◆ Exercise requirements ◆
Render every entry below as a Markdown table with two columns, Row and Line, putting a running row number in Row and the text of each line in Line. Leave out any blank lines.
## begin Excerpted records
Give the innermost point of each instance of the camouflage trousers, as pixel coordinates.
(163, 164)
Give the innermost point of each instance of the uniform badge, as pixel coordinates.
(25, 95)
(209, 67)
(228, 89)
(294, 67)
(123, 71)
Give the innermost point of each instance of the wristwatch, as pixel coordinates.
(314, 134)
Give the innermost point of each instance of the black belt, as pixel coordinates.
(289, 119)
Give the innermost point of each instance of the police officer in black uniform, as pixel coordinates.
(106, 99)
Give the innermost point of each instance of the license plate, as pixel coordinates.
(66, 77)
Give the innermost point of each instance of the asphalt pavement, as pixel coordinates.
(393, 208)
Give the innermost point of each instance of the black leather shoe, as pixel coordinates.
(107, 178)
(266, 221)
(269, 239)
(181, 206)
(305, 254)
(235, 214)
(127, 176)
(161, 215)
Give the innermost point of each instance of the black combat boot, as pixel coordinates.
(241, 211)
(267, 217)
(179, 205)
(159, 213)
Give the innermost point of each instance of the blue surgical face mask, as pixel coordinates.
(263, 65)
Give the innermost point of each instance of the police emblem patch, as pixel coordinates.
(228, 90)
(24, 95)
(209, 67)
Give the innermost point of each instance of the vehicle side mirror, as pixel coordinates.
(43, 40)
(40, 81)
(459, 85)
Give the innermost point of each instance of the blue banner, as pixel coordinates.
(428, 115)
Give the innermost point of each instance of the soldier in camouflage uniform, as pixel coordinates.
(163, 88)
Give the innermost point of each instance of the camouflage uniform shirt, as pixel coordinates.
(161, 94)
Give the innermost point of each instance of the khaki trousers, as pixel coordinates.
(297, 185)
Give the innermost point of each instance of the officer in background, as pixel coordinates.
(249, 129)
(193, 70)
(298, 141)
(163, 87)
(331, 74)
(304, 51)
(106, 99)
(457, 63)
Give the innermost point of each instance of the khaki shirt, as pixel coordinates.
## end Excerpted records
◆ Answer below ◆
| Row | Line |
|---|---|
| 1 | Give the innermost point of each instance of the camouflage trousers, as pixel coordinates. |
| 2 | (163, 164) |
| 3 | Give the innermost point of each instance of the uniform badge, as pixel coordinates. |
| 4 | (25, 95) |
| 5 | (209, 67) |
| 6 | (228, 89) |
| 7 | (294, 67) |
| 8 | (123, 71) |
| 9 | Give the innermost point of each instance of the wristwatch, as pixel coordinates. |
| 10 | (314, 134) |
| 11 | Give the innermost point of each instance of the black belt, as pixel coordinates. |
| 12 | (289, 119) |
| 13 | Give the innermost point of each instance of the police officer in black uniform, as pixel coordinates. |
| 14 | (106, 99) |
| 15 | Give the innermost point of each instance of the license plate, as pixel coordinates. |
| 16 | (66, 77) |
| 17 | Give the innermost point of each instance of the asphalt pavement, as pixel coordinates. |
| 18 | (393, 208) |
| 19 | Give the innermost point of each instance of the black leather shoe, as pixel coordinates. |
| 20 | (107, 178) |
| 21 | (266, 221) |
| 22 | (269, 239) |
| 23 | (181, 206) |
| 24 | (305, 254) |
| 25 | (235, 214) |
| 26 | (127, 176) |
| 27 | (161, 215) |
| 28 | Give the innermost point of each instance of the black combat boot, as pixel coordinates. |
| 29 | (241, 211) |
| 30 | (267, 217) |
| 31 | (179, 205) |
| 32 | (159, 213) |
| 33 | Give the innermost point of each instance of the blue surgical face mask, as pixel coordinates. |
| 34 | (263, 65) |
| 35 | Give the innermost point of each instance of the police emblem patch, as pixel coordinates. |
| 36 | (228, 90) |
| 37 | (24, 95) |
| 38 | (209, 67) |
| 39 | Give the innermost point of each instance of the vehicle side mirror, as pixel coordinates. |
| 40 | (43, 40) |
| 41 | (40, 81) |
| 42 | (459, 85) |
| 43 | Give the innermost point of each instance of the blue banner, as pixel coordinates. |
| 44 | (428, 115) |
| 45 | Give the innermost point of each instance of the soldier in camouflage uniform, as pixel coordinates. |
| 46 | (163, 88) |
| 47 | Give the innermost point of each instance of the camouflage uniform shirt, as pixel coordinates. |
| 48 | (161, 94) |
| 49 | Give the innermost point of each instance of the khaki trousers, as pixel coordinates. |
| 50 | (297, 185) |
| 51 | Give the innermost point of each instance of the officer in background, as pixel coordinates. |
| 52 | (249, 129) |
| 53 | (193, 70) |
| 54 | (298, 141) |
| 55 | (163, 87) |
| 56 | (331, 74) |
| 57 | (304, 51) |
| 58 | (106, 99) |
| 59 | (457, 63) |
| 60 | Give the innermost point of each instance of the khaki shirt, as pixel coordinates. |